• [What the task requires]
Swap "ant leg" for "insect leg" in the lines from the one containing "If you could tag the ant leg" through the one containing "<point>284,258</point>", both included, and give only those lines, otherwise unchanged.

• [Data records]
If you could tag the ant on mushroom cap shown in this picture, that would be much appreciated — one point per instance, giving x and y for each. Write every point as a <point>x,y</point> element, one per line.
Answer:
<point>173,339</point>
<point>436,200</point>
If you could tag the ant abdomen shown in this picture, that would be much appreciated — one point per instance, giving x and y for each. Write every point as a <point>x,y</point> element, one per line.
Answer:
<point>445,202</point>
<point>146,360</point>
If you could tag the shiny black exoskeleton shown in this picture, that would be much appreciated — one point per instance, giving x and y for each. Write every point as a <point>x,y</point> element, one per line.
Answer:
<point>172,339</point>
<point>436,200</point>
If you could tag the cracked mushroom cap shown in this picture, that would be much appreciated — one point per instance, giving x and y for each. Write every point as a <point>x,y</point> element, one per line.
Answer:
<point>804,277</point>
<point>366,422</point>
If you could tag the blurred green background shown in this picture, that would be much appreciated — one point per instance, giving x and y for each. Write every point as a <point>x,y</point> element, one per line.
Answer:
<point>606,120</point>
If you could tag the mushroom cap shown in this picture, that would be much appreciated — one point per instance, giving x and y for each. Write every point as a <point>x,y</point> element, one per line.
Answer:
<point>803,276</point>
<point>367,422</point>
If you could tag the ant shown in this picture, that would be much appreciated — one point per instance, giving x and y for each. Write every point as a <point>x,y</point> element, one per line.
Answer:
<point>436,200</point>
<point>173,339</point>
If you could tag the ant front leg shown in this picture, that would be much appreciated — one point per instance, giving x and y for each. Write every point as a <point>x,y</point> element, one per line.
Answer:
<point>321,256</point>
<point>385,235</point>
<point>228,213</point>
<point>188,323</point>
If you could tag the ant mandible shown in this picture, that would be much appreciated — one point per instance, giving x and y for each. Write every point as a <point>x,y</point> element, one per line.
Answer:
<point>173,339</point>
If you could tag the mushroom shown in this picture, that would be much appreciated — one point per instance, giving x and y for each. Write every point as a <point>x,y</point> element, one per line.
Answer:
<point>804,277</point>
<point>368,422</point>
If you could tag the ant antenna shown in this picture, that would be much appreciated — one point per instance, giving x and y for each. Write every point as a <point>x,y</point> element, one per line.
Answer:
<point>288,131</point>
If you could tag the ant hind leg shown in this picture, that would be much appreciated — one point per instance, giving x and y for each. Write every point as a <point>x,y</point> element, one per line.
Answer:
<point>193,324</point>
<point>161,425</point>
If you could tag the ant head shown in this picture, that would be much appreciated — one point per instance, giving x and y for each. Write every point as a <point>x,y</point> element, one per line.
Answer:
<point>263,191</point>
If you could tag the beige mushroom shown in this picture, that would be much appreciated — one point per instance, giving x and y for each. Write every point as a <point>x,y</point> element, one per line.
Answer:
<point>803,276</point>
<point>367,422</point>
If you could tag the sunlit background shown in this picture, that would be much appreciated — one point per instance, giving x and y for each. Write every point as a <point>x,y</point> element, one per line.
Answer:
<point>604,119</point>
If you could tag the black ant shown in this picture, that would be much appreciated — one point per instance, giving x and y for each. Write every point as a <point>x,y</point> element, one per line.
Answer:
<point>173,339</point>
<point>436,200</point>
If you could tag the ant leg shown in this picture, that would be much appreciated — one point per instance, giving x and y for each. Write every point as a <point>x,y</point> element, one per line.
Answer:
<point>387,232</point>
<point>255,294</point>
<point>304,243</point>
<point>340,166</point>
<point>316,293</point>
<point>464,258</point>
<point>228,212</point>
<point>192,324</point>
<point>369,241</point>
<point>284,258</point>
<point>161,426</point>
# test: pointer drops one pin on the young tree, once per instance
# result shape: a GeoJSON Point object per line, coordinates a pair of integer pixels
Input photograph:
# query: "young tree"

• [Task result]
If you could tag the insect leg shown in this picture, that would be much appreciated — one point per instance, giving x and y for each. Write every point as a <point>x,y</point> element, one per line.
Answer:
<point>387,232</point>
<point>255,294</point>
<point>304,243</point>
<point>340,166</point>
<point>316,293</point>
<point>464,258</point>
<point>228,212</point>
<point>192,324</point>
<point>369,241</point>
<point>284,258</point>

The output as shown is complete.